Written task: Repeat verbatim the lines of the data below, beginning with the line containing "[tag] distant land" and continuing to the end.
# start of Record extracts
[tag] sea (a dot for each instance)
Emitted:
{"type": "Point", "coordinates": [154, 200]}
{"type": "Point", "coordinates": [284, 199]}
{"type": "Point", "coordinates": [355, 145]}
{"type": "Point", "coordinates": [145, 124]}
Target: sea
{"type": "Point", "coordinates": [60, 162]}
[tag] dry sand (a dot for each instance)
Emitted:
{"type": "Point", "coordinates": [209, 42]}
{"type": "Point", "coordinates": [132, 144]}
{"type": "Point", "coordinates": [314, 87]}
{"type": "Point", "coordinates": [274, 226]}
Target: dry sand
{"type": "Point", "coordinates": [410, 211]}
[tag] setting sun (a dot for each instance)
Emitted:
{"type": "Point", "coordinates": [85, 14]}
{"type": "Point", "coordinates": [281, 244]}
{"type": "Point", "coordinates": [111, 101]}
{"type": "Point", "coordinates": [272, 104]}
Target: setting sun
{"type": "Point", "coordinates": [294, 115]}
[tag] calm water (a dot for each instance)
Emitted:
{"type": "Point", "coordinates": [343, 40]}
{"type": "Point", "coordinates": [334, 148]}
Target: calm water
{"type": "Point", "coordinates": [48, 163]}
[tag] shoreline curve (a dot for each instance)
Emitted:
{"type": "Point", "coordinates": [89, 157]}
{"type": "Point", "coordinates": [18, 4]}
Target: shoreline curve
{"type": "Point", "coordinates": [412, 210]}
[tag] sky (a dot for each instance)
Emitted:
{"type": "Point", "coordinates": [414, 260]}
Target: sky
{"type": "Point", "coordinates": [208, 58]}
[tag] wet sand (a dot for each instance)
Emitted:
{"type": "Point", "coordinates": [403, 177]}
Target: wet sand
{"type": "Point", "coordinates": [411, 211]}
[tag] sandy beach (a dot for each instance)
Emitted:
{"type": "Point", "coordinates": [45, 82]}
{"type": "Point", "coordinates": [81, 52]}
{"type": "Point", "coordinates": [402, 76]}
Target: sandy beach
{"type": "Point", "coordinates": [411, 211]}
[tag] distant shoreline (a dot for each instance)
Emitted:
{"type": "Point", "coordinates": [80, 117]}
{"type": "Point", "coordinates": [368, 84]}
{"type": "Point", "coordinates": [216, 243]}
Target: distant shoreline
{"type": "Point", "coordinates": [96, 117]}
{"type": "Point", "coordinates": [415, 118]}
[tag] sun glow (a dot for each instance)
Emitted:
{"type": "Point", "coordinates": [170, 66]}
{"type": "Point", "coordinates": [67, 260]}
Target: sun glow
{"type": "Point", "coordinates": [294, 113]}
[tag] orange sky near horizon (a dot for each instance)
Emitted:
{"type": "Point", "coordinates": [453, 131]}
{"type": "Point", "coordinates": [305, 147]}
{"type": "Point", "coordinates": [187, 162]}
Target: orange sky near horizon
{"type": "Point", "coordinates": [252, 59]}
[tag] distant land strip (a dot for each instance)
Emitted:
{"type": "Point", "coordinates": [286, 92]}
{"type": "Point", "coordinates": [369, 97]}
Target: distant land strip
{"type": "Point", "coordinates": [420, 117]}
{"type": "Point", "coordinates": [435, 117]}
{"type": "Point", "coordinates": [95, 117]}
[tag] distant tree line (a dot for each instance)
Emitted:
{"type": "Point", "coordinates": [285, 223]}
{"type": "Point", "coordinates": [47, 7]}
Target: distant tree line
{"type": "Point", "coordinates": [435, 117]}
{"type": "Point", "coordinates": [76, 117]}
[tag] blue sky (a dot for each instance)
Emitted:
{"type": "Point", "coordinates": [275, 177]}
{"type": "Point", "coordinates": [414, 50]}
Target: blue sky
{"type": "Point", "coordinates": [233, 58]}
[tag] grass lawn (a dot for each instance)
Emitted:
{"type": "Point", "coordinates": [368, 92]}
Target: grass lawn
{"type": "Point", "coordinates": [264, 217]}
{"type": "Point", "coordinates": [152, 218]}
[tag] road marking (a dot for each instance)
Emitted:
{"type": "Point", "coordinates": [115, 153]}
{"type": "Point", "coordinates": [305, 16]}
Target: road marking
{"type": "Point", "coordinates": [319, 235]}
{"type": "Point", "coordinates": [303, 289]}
# end of Record extracts
Answer to the exercise:
[tag] distant land strip (a dot for each instance)
Emitted:
{"type": "Point", "coordinates": [286, 92]}
{"type": "Point", "coordinates": [369, 97]}
Target: distant land strip
{"type": "Point", "coordinates": [420, 117]}
{"type": "Point", "coordinates": [435, 117]}
{"type": "Point", "coordinates": [95, 117]}
[tag] distant tree line (a dot for each instance)
Emitted:
{"type": "Point", "coordinates": [285, 223]}
{"type": "Point", "coordinates": [47, 7]}
Target: distant tree line
{"type": "Point", "coordinates": [435, 117]}
{"type": "Point", "coordinates": [76, 117]}
[tag] blue sky (a dot for each instance)
Emitted:
{"type": "Point", "coordinates": [275, 177]}
{"type": "Point", "coordinates": [414, 50]}
Target: blue sky
{"type": "Point", "coordinates": [233, 58]}
[tag] grass lawn (a dot for each instance)
Emitted:
{"type": "Point", "coordinates": [368, 92]}
Target: grass lawn
{"type": "Point", "coordinates": [264, 217]}
{"type": "Point", "coordinates": [152, 218]}
[tag] road marking (a dot for each instance)
Emitted:
{"type": "Point", "coordinates": [115, 153]}
{"type": "Point", "coordinates": [305, 16]}
Target: road marking
{"type": "Point", "coordinates": [319, 235]}
{"type": "Point", "coordinates": [303, 289]}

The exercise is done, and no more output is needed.